▸ **Stated problem A**: In the soap scent thread, what does kchaystack say the fading of the scent depends on?
▸ **Stated problem B**: Print everything in the soap scent thread from "## kchaystack (Dec" down to "more than others.".

▸ **Supplied passage**:
++++

Well...I am wondering if I may have added way too much FO! I unmolded today to cure and the smell is permeating the entire dining/ kitchen area! It seems to have gotten stronger rather than weaker! 

Will the scent lighten up after a while of curing?


----------



## kchaystack (Dec 14, 2015)

narnia said:


> Well...I am wondering if I may have added way too much FO!  I unmolded today to cure and the smell is permeating the entire dining/ kitchen area!  It seems to have gotten stronger rather than weaker!
> 
> Will the scent lighten up after a while of curing?



A little.  Depends on how the FO was formulated.  Some suppliers will fade more than others.


----------



## dixiedragon (Dec 14, 2015)

I have not done a lot of HP, but in my experience, the smell is a bit overwhelming at first but it does calm down.


----------



## narnia (Dec 14, 2015)

dixiedragon said:


> I have not done a lot of HP, but in my experience, the smell is a bit overwhelming at first but it does calm down.



"At first" in the crockpot or "at first" after unmolding?


----------



## traderbren (Dec 14, 2015)

++++

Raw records
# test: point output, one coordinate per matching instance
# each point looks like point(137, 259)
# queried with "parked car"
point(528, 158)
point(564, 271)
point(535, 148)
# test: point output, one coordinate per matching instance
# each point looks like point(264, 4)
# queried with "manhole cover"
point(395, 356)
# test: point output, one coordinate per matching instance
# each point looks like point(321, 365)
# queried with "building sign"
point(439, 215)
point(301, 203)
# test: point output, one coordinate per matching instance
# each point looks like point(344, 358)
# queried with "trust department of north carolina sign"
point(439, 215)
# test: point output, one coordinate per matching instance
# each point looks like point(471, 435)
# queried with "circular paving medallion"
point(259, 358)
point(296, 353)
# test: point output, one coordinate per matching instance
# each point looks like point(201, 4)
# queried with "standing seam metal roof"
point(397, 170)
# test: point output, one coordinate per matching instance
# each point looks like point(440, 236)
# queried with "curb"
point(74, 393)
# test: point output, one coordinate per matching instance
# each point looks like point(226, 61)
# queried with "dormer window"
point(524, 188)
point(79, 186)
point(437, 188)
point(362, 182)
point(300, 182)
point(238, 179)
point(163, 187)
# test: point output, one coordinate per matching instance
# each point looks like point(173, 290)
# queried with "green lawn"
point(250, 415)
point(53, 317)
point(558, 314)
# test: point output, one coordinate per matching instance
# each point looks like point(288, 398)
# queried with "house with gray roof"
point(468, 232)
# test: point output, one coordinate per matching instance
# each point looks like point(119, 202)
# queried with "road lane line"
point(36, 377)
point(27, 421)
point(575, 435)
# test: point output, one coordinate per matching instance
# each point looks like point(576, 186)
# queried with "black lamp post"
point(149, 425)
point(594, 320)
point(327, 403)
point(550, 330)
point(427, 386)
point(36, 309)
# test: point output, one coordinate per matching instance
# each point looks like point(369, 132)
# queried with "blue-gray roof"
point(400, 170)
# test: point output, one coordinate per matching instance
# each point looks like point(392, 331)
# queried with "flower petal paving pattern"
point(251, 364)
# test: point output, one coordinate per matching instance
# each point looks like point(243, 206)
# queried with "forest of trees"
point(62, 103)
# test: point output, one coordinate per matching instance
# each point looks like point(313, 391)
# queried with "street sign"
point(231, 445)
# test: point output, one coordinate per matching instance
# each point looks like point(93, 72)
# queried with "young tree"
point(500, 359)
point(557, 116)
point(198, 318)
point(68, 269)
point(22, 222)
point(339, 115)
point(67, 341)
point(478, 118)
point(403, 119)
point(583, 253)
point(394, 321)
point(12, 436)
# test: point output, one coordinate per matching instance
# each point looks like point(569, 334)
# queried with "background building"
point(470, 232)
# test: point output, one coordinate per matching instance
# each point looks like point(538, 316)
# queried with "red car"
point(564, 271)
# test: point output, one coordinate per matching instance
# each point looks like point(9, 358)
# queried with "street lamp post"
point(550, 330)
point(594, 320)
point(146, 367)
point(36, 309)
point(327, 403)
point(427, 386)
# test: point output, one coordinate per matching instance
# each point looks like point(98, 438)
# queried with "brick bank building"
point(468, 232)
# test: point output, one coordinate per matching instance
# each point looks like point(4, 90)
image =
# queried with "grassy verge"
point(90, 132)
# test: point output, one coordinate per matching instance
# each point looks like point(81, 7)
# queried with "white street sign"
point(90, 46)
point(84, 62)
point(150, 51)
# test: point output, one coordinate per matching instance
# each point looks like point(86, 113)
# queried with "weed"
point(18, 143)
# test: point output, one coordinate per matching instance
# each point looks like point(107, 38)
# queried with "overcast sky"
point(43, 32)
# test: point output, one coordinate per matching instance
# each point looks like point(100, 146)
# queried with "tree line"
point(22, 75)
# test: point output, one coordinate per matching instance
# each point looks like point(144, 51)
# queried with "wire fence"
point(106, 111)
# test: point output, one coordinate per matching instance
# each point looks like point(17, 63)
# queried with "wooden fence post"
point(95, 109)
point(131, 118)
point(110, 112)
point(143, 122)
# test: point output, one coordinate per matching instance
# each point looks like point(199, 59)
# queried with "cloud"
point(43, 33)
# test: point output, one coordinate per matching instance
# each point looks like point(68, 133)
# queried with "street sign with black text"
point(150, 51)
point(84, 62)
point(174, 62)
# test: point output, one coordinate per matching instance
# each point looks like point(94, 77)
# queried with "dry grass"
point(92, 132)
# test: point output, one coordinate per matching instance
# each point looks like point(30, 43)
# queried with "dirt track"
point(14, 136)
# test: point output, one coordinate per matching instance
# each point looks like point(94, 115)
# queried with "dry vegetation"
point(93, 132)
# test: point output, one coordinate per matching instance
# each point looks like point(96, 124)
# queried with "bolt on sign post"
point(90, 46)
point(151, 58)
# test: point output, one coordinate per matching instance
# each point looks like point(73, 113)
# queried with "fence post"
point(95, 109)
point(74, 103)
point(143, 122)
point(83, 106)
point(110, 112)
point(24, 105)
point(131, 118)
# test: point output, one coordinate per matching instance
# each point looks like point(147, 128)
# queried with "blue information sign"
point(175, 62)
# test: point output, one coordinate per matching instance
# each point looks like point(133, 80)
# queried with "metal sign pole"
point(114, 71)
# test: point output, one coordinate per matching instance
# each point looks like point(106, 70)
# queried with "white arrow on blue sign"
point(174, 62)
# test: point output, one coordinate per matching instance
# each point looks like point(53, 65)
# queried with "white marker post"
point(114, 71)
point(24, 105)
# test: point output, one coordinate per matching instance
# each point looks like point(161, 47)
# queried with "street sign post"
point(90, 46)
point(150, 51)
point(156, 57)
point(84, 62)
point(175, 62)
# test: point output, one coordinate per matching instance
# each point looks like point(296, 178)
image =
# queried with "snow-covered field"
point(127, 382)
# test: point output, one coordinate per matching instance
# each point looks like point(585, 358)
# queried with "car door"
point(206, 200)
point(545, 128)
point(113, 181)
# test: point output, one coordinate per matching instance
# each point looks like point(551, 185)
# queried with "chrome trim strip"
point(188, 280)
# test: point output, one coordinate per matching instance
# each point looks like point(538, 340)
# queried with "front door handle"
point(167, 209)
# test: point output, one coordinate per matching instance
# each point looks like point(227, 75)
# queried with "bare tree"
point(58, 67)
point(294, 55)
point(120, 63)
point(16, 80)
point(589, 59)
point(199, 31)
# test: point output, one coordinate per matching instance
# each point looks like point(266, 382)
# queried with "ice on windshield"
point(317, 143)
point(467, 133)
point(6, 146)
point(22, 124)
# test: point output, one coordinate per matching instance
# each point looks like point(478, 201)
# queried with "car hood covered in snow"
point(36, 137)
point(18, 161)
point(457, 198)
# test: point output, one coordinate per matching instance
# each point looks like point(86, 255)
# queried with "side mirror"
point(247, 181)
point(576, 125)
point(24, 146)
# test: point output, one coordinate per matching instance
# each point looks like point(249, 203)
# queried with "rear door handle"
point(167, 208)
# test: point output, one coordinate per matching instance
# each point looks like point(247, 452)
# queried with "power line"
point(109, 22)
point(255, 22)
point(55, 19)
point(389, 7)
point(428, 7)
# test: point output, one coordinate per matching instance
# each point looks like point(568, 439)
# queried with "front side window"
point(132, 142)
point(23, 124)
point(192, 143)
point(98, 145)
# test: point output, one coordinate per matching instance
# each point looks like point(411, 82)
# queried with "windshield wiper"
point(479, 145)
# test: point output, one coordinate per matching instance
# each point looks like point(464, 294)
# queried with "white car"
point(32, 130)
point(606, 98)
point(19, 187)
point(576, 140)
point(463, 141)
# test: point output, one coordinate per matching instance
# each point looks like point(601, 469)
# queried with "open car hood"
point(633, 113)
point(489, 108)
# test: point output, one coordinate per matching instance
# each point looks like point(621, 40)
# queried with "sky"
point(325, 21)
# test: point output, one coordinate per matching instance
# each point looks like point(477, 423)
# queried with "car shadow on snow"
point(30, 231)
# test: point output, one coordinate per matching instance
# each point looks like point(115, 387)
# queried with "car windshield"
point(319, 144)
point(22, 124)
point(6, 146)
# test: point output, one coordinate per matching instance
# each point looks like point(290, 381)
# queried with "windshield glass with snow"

++++

▸ **Exercise output A**: It depends on how the FO was formulated.

▸ **Exercise output B**:
## kchaystack (Dec 14, 2015)

narnia said:


> Well...I am wondering if I may have added way too much FO!  I unmolded today to cure and the smell is permeating the entire dining/ kitchen area!  It seems to have gotten stronger rather than weaker!
> 
> Will the scent lighten up after a while of curing?



A little.  Depends on how the FO was formulated.  Some suppliers will fade more than others.